Source data
================================
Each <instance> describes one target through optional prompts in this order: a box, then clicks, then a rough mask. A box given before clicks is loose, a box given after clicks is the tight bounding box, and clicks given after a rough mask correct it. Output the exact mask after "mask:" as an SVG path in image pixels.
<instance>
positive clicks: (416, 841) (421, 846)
================================
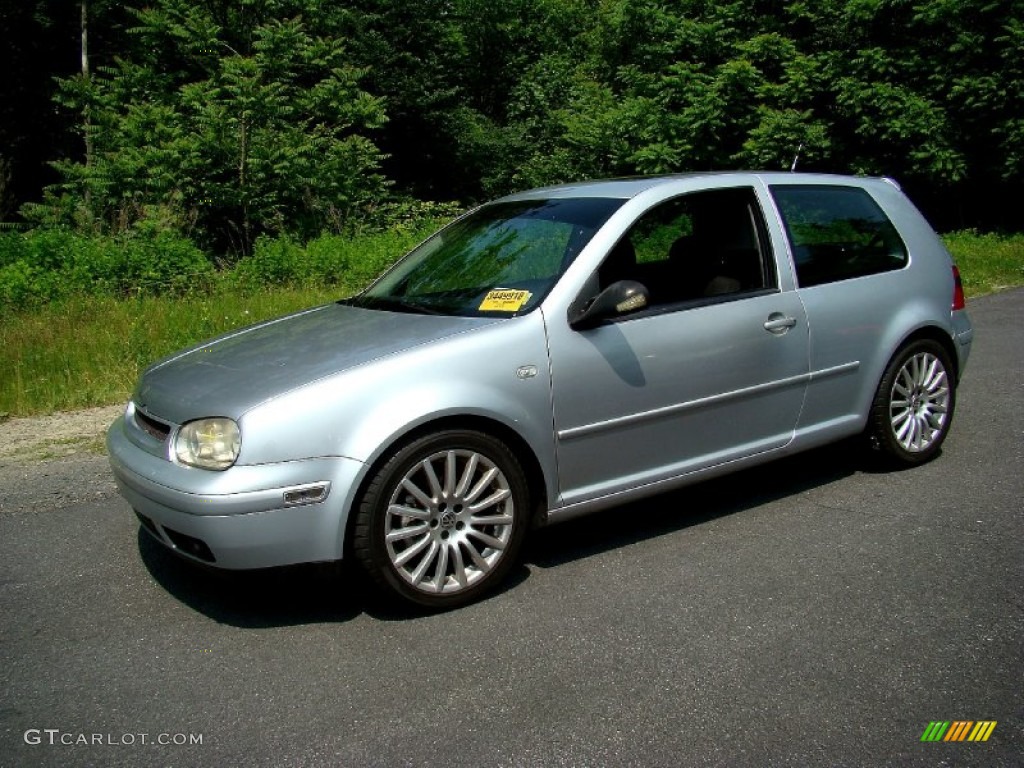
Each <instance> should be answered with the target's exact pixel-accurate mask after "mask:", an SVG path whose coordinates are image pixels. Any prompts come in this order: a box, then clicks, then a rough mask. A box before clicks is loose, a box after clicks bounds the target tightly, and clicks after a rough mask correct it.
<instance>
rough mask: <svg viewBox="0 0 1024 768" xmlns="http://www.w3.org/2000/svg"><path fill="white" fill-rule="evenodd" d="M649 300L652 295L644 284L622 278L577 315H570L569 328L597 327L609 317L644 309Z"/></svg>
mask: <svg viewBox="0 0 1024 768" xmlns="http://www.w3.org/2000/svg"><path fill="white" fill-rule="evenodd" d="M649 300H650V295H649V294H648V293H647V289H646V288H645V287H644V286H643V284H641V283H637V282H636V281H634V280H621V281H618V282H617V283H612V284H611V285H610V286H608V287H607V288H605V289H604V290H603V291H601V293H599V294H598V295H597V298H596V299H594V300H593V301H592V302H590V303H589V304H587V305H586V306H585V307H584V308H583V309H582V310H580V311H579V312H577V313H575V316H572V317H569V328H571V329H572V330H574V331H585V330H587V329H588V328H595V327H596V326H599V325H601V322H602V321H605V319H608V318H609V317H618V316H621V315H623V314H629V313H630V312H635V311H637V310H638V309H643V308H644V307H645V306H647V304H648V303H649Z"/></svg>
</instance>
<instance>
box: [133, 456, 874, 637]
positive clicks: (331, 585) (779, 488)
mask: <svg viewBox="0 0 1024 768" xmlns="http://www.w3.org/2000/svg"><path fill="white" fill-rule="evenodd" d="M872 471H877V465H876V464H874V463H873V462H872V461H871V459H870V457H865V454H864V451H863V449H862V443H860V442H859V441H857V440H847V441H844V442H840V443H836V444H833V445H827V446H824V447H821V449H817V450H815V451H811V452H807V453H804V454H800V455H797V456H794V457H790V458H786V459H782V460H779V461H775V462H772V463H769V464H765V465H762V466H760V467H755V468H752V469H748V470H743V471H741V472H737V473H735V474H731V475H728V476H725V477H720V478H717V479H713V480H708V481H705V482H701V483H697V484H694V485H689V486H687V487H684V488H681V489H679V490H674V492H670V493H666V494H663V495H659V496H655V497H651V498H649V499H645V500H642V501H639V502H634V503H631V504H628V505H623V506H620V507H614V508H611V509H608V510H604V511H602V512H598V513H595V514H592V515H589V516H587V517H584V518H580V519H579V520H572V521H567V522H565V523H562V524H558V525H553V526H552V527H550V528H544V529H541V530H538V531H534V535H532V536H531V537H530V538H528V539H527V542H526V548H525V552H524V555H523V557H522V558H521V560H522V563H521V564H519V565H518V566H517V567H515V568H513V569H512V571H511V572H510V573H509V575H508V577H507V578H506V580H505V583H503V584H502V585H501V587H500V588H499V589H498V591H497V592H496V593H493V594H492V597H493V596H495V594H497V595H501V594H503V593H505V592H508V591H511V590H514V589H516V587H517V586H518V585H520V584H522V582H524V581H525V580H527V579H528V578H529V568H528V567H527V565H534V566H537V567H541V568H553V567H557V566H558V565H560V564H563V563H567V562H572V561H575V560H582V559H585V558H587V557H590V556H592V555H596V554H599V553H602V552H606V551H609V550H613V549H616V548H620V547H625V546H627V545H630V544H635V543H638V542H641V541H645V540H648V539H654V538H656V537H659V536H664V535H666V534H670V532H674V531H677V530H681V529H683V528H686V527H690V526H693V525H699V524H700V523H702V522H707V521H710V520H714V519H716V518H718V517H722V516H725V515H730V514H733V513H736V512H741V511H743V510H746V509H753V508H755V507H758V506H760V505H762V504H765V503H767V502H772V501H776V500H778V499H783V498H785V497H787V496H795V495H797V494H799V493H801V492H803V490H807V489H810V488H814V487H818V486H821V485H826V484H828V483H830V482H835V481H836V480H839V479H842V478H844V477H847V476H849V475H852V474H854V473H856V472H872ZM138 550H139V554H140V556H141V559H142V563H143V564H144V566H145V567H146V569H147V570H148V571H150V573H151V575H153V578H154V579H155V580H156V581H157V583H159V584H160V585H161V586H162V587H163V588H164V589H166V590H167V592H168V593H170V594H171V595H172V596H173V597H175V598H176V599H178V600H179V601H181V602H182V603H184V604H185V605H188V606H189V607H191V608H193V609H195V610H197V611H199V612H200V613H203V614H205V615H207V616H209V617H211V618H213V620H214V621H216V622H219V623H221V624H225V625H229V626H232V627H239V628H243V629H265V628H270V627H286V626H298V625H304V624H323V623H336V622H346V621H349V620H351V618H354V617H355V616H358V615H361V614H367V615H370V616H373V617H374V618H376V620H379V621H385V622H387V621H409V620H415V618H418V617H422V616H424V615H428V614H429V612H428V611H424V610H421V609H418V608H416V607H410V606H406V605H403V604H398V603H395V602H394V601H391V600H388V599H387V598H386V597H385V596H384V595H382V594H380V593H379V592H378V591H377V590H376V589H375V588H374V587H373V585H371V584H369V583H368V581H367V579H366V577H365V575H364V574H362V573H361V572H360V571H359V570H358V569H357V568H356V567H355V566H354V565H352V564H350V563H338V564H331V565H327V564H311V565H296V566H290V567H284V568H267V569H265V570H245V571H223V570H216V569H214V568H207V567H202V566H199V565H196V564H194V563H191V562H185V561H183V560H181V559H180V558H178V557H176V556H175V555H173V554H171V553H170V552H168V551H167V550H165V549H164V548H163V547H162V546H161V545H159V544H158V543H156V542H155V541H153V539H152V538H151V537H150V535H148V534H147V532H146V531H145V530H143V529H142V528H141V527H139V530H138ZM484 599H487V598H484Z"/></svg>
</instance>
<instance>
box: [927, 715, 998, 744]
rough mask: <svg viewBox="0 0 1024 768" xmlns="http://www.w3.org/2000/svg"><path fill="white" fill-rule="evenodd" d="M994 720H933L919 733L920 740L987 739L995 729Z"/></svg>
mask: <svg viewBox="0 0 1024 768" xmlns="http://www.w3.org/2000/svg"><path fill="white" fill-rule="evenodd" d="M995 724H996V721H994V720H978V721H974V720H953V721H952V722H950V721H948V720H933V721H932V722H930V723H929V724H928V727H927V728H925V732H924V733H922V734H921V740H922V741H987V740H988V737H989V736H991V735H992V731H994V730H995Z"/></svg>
================================
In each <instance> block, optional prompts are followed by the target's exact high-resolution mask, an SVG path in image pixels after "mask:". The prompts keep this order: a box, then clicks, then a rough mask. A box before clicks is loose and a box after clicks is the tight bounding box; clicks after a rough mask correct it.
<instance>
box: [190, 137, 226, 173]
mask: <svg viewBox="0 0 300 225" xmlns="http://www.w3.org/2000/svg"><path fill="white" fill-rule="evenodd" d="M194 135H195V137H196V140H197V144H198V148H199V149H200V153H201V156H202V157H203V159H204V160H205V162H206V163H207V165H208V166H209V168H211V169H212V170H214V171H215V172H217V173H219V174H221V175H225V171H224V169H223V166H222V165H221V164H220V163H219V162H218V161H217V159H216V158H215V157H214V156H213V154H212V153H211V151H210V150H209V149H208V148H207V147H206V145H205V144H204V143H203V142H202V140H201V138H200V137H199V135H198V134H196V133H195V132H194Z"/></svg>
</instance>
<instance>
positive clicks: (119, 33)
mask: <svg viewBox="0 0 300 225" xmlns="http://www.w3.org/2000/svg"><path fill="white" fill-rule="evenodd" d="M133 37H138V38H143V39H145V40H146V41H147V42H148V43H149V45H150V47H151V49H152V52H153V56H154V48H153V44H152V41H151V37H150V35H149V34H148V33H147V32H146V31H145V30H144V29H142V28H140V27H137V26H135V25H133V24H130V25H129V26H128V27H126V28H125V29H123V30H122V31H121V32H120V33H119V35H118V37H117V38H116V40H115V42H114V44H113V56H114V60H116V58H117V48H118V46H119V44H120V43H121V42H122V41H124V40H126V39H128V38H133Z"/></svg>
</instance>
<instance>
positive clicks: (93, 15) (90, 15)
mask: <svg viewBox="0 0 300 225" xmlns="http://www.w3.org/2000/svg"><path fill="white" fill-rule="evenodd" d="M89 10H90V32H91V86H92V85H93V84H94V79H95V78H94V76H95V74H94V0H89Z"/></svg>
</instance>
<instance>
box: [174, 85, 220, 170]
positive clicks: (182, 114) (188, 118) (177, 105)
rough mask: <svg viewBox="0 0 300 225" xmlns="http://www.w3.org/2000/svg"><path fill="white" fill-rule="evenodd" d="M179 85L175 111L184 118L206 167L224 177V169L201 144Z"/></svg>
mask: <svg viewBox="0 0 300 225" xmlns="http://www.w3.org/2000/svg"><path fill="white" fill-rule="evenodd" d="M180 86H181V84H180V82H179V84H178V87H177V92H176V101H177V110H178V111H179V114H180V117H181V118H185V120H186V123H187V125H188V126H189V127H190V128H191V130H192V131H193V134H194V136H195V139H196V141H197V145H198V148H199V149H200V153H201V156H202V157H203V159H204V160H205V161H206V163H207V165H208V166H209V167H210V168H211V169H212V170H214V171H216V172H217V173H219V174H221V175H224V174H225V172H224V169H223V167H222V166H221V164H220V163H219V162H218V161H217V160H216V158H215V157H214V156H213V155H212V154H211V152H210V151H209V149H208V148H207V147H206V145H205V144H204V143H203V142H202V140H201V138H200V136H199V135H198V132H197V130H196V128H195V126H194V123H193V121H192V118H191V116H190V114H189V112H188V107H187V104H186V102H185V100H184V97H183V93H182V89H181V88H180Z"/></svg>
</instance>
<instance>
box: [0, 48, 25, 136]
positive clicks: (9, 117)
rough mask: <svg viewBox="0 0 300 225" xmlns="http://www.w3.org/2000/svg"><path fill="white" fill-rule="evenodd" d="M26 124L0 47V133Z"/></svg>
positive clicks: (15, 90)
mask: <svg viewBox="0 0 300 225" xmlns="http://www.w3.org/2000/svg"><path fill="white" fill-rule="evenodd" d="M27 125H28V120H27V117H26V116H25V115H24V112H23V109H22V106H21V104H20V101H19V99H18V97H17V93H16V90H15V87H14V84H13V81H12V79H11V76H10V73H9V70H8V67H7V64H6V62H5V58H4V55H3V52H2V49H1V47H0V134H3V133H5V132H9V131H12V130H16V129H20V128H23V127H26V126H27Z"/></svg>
================================
What the task asks
Exact duplication is required for the lines above, from the line that contains "In each <instance>" to the line that contains "positive clicks: (182, 114)", inclusive; omit all others.

Exercise result
In each <instance> block, optional prompts are followed by the target's exact high-resolution mask, an SVG path in image pixels after "mask:". The prompts keep this order: a box, then clicks, then a rough mask. A box before clicks is loose and a box after clicks is the tight bounding box; clicks after a rough mask correct it.
<instance>
box: [190, 137, 226, 173]
mask: <svg viewBox="0 0 300 225" xmlns="http://www.w3.org/2000/svg"><path fill="white" fill-rule="evenodd" d="M194 135H195V137H196V140H197V144H198V148H199V149H200V153H201V156H202V157H203V159H204V160H205V162H206V163H207V165H208V166H209V168H211V169H212V170H214V171H215V172H217V173H219V174H221V175H225V171H224V169H223V166H222V165H221V164H220V163H219V162H218V161H217V159H216V158H215V157H214V156H213V154H212V153H211V151H210V150H209V149H208V148H207V147H206V145H205V144H204V143H203V142H202V140H201V138H200V137H199V135H198V134H196V133H195V132H194Z"/></svg>
</instance>
<instance>
positive clicks: (119, 33)
mask: <svg viewBox="0 0 300 225" xmlns="http://www.w3.org/2000/svg"><path fill="white" fill-rule="evenodd" d="M133 37H138V38H143V39H145V40H146V41H147V42H148V43H149V45H150V47H151V49H152V52H153V56H154V48H153V44H152V41H151V37H150V35H149V34H148V33H147V32H146V31H145V30H144V29H142V28H140V27H137V26H135V25H133V24H130V25H129V26H128V27H126V28H125V29H123V30H122V31H121V32H120V33H119V35H118V37H117V38H116V40H115V42H114V44H113V56H114V60H116V58H117V48H118V46H119V44H120V43H121V42H122V41H124V40H126V39H128V38H133Z"/></svg>
</instance>
<instance>
positive clicks: (93, 15) (90, 15)
mask: <svg viewBox="0 0 300 225" xmlns="http://www.w3.org/2000/svg"><path fill="white" fill-rule="evenodd" d="M89 10H90V32H91V86H92V85H93V84H94V79H95V78H94V76H95V74H94V0H89Z"/></svg>
</instance>
<instance>
box: [174, 85, 220, 170]
positive clicks: (182, 114) (188, 118) (177, 105)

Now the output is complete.